-- Texte fourni --
————

Economie
Analyse

Chute d'Evergrande en Chine : la fin de l'argent facile

La tour Evergrande à Hong Kong. (Source : Asia Financial)
La tour Evergrande à Hong Kong. (Source : Asia Financial)
La probable mise en faillite spectaculaire du géant chinois de l’immobilier Evergrande a ruiné les économies de milliers de petits épargnants. Mais elle signe en même temps la fin de l’argent facile en Chine. Un signe aussi de la fin probable d’une ère de prospérité.
Evergrande, le numéro deux de l’immobilier en Chine, se retrouve aujourd’hui écrasé par quelque 260 milliards d’euros de dette, auxquels il ne peut plus faire face. Sa probable faillite inquiète la finance mondiale. La crise financière d’Evergrande avait, la semaine dernière, fait chuter les bourses du monde entier du fait de la crainte d’un effondrement total du secteur immobilier en Chine qui, par contagion, fragiliserait la finance mondiale.
Crainte peut-être excessive puisque les autorités chinoises n’ont d’autre choix que de sauver le conglomérat du naufrage au risque sinon d’un coup très sévère à l’économie nationale. Mais il reste que cette faillite sonne la fin du miracle économique chinois et de l’hypercroissance que la Chine connaît depuis presque quarante ans. Car ce miracle n’était pas autre chose que le plus grand boom immobilier de l’histoire, causé par le plus grand exode rural de l’histoire.
L’immobilier en Chine a généré une dette publique et privée colossale qui se chiffre en milliers de milliards de dollars. Une bulle qui menaçait depuis longtemps d’éclater. C’est chose faite. La faillite d’Evergrande n‘est en réalité que la première séquence d’un effondrement global à venir de ce secteur. Comme toujours dans ce pays, il y a eu des excès, déclenchés par la hausse considérable du prix des terrains. Une fureur de la construction. Aujourd’hui les logements vides sont tellement nombreux qu’on pourrait héberger 90 millions de personnes, beaucoup plus que la population française.

————

-- Objectif 1 --
Recopiez, s'il vous plaît, le passage de l'article sur Evergrande qui va de "Chute d'Evergrande en" à "fragiliserait la finance mondiale.", ces deux bornes comprises.
-- Objectif 2 --
D'après l'article sur Evergrande, à combien s'élève la dette qui écrase le groupe ?

-- Entrées de pointage d'objets nommés --

————

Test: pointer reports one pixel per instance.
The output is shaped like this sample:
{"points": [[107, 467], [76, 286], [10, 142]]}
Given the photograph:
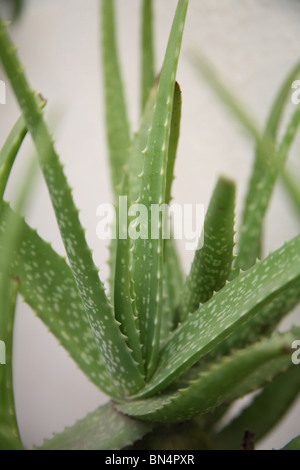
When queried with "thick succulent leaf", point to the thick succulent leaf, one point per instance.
{"points": [[136, 156], [172, 288], [46, 283], [267, 163], [212, 263], [104, 429], [118, 133], [172, 270], [206, 70], [239, 301], [120, 364], [10, 239], [147, 55], [264, 412], [232, 377], [124, 303], [148, 253], [265, 173], [262, 325], [9, 152], [293, 445]]}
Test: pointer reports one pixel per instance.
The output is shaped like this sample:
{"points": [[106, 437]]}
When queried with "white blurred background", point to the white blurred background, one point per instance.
{"points": [[253, 44]]}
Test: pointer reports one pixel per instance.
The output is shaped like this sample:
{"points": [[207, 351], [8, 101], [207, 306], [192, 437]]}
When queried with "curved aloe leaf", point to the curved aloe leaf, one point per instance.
{"points": [[10, 238], [53, 296], [292, 188], [262, 325], [173, 141], [124, 303], [172, 289], [267, 162], [147, 55], [9, 152], [224, 381], [9, 433], [118, 133], [148, 253], [121, 366], [136, 156], [265, 174], [239, 301], [104, 429], [264, 412], [203, 66], [212, 263]]}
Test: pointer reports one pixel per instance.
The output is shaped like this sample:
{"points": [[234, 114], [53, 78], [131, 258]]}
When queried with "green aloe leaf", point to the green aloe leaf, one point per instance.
{"points": [[212, 263], [267, 163], [174, 139], [239, 301], [9, 152], [265, 174], [262, 325], [10, 237], [172, 270], [293, 445], [148, 252], [124, 303], [136, 157], [232, 377], [53, 295], [147, 54], [118, 133], [264, 412], [206, 70], [172, 288], [121, 366], [104, 429], [292, 187], [9, 433], [277, 110]]}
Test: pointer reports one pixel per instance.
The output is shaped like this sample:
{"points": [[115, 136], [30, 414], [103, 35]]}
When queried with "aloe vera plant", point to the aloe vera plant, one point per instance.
{"points": [[171, 352]]}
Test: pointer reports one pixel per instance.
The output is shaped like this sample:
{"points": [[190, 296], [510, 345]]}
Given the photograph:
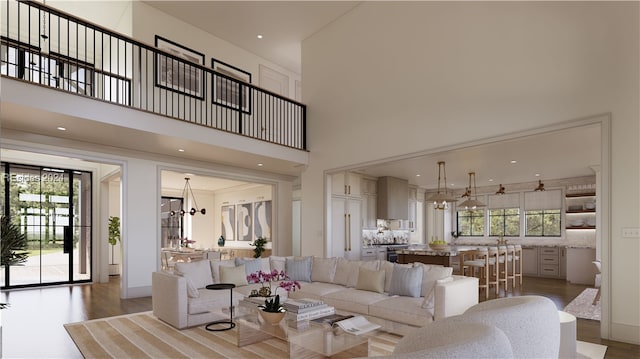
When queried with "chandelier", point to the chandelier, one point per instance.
{"points": [[472, 203], [185, 196], [442, 198]]}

————

-- Réponse finale 1 --
Chute d'Evergrande en Chine : la fin de l'argent facile

La tour Evergrande à Hong Kong. (Source : Asia Financial)
La tour Evergrande à Hong Kong. (Source : Asia Financial)
La probable mise en faillite spectaculaire du géant chinois de l’immobilier Evergrande a ruiné les économies de milliers de petits épargnants. Mais elle signe en même temps la fin de l’argent facile en Chine. Un signe aussi de la fin probable d’une ère de prospérité.
Evergrande, le numéro deux de l’immobilier en Chine, se retrouve aujourd’hui écrasé par quelque 260 milliards d’euros de dette, auxquels il ne peut plus faire face. Sa probable faillite inquiète la finance mondiale. La crise financière d’Evergrande avait, la semaine dernière, fait chuter les bourses du monde entier du fait de la crainte d’un effondrement total du secteur immobilier en Chine qui, par contagion, fragiliserait la finance mondiale.

-- Réponse finale 2 --
Environ 260 milliards d'euros.